··· Provided records
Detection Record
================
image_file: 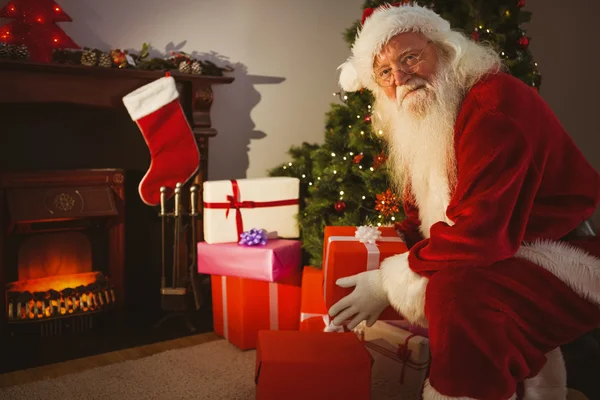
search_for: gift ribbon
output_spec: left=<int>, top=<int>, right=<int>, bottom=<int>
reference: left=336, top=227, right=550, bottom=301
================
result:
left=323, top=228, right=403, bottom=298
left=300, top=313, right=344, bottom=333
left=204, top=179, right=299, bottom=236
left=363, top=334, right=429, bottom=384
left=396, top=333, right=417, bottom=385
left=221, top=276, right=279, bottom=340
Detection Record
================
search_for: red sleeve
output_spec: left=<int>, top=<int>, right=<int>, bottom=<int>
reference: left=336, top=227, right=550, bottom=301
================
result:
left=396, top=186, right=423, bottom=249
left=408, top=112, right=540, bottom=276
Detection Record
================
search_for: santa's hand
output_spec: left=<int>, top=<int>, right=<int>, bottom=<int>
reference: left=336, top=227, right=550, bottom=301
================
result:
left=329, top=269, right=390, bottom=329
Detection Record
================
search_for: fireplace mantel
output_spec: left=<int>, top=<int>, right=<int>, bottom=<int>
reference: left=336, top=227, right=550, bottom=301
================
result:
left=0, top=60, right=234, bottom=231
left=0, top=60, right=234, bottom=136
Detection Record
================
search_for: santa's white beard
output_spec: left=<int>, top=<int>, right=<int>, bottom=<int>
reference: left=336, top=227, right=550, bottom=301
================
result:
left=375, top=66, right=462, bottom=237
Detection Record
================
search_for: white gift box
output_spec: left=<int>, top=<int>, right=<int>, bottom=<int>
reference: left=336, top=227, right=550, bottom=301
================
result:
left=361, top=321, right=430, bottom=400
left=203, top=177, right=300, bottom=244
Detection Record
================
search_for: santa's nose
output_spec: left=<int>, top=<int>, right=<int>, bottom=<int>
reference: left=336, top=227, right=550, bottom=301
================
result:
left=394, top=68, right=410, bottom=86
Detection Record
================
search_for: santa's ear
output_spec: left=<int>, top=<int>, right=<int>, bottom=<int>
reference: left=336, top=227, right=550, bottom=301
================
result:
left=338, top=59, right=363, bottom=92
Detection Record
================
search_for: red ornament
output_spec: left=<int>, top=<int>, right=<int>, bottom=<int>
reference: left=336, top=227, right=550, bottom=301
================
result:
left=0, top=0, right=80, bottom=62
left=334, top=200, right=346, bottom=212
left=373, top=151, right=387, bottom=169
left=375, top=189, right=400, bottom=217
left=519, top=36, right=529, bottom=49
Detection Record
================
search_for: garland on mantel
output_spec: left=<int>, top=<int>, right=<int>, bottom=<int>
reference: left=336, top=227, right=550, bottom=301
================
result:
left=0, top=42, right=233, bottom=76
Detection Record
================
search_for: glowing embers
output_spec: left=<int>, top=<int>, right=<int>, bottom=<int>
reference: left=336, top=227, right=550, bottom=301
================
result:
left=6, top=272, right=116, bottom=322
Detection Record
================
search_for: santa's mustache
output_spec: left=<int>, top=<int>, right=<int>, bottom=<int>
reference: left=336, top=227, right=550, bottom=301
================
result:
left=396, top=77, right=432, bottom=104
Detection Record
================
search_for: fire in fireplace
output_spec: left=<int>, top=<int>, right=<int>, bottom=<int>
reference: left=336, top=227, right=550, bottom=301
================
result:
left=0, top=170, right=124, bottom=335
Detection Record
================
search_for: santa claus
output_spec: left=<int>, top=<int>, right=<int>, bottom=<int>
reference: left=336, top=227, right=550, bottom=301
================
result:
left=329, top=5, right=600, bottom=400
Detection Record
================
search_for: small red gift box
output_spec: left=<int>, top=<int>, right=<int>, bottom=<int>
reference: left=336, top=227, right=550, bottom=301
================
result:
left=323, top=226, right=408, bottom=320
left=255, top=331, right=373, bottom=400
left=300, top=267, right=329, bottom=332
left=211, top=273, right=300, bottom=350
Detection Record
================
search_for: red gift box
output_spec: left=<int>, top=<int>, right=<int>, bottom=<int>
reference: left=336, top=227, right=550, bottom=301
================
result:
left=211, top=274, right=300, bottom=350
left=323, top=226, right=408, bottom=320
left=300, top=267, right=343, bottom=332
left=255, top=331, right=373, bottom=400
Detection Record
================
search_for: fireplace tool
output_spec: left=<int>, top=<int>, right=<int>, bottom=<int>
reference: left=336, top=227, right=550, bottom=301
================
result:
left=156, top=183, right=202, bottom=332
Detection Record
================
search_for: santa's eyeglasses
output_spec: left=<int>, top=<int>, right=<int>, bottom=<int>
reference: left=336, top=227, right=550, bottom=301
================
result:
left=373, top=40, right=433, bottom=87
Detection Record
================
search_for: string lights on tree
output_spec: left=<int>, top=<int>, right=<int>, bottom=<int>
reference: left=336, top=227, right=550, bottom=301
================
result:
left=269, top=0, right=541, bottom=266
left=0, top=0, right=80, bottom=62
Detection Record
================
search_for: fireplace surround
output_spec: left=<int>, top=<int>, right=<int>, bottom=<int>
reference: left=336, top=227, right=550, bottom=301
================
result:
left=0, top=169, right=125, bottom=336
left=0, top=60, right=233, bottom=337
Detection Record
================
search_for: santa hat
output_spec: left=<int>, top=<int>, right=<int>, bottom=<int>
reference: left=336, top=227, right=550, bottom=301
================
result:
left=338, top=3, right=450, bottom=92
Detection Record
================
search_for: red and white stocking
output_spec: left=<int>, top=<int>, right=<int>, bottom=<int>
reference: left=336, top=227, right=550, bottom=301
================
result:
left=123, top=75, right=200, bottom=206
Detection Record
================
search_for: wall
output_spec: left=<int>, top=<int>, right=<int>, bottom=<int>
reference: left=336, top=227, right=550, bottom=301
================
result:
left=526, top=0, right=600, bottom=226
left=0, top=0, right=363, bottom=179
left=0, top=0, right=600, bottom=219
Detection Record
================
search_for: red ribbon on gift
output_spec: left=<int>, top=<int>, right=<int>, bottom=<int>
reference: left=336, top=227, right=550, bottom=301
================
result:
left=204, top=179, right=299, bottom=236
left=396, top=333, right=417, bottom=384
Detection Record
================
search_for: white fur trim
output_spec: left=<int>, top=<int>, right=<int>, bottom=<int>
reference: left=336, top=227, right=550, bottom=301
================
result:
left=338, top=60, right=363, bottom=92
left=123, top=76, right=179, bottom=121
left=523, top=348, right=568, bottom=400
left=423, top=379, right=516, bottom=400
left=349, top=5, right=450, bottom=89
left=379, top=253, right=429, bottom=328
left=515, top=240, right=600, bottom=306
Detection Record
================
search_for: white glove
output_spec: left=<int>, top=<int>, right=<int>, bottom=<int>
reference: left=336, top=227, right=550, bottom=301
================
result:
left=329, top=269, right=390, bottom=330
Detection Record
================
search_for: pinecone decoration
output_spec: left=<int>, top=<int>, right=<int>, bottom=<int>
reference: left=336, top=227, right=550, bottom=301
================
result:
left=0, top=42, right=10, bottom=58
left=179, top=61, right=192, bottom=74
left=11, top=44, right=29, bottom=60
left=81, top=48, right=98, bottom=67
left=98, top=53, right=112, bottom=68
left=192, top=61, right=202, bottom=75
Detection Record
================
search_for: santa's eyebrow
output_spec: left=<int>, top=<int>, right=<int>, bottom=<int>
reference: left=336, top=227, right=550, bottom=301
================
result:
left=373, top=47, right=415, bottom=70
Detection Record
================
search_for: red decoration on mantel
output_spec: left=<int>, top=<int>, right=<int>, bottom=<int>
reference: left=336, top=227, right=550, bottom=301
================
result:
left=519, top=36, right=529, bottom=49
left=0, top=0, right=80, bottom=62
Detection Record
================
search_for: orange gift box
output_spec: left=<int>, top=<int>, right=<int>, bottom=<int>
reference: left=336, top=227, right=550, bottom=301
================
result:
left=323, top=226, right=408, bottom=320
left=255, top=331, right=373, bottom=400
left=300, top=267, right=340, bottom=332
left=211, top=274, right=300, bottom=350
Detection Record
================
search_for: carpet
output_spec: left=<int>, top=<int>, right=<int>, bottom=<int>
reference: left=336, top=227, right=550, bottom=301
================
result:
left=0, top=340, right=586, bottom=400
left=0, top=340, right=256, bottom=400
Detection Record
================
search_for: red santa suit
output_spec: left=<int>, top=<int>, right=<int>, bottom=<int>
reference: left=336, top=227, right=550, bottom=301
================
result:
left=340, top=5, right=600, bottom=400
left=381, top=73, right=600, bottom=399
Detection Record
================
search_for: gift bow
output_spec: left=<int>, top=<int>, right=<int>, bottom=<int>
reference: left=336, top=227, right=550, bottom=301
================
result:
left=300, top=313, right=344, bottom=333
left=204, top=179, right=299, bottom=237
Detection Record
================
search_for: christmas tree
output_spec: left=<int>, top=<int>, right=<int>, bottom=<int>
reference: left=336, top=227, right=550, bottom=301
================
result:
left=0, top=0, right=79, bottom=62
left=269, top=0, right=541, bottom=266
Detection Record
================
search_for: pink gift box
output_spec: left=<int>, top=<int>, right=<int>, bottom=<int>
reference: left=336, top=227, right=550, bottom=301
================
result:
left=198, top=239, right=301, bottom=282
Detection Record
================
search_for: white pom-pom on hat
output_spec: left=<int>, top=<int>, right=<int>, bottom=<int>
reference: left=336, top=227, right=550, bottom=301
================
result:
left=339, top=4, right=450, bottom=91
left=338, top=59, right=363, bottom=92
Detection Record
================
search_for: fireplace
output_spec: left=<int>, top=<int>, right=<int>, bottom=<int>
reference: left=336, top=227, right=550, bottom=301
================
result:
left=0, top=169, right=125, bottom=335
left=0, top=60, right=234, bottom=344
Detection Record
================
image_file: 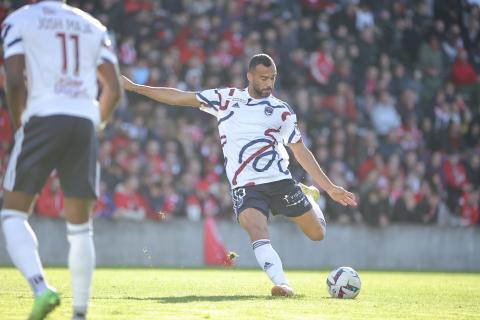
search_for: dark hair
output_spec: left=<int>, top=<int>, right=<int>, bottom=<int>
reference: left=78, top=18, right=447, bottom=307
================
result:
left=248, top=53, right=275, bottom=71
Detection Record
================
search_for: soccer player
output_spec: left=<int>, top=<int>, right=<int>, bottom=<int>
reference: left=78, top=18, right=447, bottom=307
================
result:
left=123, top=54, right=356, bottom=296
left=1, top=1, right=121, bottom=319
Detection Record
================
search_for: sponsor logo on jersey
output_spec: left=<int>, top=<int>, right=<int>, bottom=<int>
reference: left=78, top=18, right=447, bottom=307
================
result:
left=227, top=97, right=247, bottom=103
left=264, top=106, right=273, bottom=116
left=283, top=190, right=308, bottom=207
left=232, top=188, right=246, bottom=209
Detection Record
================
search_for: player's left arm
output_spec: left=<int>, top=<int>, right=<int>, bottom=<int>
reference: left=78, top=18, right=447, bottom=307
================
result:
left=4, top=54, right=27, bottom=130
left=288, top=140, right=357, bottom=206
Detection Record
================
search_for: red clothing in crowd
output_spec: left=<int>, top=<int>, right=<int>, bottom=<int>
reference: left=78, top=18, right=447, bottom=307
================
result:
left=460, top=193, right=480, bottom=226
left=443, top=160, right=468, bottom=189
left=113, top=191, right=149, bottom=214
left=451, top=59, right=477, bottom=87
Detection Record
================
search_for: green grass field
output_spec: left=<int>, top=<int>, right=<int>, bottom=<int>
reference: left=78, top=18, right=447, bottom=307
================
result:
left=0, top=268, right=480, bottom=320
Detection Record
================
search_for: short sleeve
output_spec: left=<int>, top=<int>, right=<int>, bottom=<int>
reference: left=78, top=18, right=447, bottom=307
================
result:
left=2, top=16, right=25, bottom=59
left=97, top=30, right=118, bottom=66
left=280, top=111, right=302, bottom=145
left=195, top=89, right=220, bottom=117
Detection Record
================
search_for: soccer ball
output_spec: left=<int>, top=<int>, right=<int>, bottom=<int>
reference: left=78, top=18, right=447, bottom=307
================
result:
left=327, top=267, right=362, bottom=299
······
··· Provided records
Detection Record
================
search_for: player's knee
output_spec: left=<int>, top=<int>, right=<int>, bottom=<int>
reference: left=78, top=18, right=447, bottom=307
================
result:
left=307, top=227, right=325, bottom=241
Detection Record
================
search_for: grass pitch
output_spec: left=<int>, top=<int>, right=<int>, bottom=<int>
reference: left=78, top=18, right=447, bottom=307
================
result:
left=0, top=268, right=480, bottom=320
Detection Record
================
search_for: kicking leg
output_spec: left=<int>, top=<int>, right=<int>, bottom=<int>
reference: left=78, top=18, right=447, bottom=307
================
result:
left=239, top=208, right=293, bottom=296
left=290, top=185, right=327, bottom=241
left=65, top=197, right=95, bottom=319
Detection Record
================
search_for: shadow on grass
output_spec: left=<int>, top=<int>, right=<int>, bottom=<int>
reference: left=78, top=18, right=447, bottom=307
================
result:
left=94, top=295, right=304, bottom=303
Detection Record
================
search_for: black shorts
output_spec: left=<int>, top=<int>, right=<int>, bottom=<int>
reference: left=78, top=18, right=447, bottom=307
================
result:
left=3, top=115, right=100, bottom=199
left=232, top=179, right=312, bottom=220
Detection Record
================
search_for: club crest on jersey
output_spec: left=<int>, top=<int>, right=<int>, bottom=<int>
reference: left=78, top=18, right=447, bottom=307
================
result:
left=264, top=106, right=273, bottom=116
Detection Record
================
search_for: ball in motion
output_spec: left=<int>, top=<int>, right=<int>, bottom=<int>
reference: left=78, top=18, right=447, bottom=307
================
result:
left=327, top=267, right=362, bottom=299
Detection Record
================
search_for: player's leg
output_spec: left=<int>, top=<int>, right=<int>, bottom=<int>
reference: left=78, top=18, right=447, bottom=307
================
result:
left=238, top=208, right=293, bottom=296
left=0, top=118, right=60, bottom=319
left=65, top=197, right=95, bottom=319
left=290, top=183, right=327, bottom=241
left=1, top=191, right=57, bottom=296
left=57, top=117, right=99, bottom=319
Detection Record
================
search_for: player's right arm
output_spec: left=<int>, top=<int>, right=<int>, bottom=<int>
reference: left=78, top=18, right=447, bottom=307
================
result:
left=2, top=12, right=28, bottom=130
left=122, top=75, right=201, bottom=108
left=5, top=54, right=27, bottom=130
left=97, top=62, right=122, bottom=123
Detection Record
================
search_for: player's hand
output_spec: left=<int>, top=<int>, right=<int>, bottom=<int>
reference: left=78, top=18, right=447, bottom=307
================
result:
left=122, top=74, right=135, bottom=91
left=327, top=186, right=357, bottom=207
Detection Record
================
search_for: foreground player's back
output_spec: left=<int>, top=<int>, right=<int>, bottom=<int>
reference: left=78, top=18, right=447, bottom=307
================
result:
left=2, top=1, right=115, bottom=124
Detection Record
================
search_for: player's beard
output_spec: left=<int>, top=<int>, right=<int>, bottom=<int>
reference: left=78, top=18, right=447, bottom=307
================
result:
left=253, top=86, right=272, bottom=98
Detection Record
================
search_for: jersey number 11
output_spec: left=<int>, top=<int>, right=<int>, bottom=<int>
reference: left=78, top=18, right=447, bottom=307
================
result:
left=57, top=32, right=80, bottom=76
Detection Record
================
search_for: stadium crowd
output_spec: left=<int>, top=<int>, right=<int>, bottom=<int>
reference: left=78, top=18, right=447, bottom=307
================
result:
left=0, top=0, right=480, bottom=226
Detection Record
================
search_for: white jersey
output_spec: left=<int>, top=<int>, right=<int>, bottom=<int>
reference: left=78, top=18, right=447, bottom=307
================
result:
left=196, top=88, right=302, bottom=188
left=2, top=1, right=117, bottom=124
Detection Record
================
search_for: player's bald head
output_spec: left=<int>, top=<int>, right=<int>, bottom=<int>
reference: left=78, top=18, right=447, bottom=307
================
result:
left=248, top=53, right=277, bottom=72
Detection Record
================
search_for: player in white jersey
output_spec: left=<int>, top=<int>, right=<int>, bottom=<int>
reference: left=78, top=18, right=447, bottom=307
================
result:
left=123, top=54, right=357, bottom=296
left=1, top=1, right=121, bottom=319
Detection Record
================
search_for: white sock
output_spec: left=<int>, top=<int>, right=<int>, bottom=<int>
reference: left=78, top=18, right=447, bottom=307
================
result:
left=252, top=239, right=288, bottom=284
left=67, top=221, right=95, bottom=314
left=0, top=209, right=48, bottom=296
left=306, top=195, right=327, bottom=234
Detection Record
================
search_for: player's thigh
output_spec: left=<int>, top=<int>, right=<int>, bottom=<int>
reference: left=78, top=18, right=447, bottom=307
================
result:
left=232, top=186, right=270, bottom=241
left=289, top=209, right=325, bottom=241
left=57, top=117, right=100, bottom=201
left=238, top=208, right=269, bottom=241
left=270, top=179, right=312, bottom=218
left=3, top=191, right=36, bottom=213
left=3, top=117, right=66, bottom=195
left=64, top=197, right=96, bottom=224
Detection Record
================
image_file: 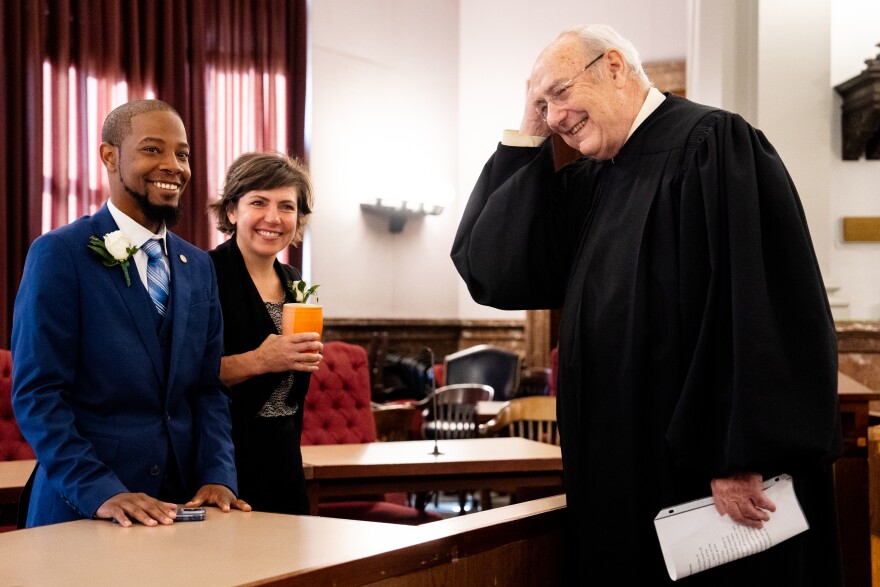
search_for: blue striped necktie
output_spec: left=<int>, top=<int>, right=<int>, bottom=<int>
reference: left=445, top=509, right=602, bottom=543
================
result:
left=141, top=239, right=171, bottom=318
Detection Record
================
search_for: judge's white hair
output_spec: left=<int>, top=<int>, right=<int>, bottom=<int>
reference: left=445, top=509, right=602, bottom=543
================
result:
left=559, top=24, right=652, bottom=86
······
··· Provided records
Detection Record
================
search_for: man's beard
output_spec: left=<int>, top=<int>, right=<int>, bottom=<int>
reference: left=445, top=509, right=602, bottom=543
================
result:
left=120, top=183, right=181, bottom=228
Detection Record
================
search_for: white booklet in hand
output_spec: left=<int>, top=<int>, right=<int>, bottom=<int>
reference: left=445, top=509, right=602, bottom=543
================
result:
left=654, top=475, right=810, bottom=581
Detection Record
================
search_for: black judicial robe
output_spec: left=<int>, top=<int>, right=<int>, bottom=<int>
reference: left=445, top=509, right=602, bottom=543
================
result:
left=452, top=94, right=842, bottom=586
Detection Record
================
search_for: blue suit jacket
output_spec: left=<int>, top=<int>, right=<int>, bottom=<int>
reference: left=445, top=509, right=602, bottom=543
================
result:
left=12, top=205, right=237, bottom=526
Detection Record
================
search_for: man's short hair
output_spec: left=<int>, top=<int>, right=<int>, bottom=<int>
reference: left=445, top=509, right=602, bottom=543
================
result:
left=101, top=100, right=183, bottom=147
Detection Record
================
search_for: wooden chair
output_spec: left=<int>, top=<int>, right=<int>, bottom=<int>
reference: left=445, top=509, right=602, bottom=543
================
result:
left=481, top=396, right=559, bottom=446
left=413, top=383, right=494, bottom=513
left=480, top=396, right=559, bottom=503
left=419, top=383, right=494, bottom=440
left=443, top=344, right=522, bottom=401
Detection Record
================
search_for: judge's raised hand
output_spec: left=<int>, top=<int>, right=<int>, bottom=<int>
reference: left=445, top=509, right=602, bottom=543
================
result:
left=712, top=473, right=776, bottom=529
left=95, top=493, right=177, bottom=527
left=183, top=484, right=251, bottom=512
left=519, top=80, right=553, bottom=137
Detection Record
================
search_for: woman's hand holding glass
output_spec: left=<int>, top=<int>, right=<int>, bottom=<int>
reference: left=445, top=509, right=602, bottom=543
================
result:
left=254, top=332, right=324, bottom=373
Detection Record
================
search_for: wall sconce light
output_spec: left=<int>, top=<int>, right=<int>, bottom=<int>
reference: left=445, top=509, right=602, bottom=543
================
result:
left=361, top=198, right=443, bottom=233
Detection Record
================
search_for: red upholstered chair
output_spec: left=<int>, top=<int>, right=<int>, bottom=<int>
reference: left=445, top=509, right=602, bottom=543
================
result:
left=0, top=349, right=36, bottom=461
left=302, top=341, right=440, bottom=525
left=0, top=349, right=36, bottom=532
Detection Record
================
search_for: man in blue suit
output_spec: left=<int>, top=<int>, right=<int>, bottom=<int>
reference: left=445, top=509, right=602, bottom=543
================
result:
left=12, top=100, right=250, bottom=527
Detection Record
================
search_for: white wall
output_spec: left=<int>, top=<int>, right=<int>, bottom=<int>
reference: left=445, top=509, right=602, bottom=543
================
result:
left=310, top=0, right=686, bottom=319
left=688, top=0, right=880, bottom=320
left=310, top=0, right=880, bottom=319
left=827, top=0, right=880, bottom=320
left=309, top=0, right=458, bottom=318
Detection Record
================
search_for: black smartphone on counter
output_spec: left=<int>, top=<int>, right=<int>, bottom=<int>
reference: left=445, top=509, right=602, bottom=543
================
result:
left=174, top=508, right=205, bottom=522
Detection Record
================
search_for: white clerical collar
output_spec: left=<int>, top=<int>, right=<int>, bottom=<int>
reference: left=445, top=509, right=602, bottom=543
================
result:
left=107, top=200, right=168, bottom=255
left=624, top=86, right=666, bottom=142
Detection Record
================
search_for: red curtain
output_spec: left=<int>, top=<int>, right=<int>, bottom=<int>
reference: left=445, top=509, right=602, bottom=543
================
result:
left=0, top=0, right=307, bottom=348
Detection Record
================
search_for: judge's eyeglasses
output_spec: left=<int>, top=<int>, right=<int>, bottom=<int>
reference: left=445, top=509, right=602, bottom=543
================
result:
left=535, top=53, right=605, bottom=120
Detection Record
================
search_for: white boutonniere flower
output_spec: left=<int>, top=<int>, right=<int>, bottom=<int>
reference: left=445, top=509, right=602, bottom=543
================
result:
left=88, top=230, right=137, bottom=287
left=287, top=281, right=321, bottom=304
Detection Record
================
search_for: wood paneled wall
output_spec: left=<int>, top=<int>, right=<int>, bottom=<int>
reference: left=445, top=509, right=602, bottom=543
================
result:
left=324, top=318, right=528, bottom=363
······
### Task to complete
Find each line of the listing above that contains the word "chair" and copy it out.

### Final result
search_for: wooden chair
search_for: red upholstered chair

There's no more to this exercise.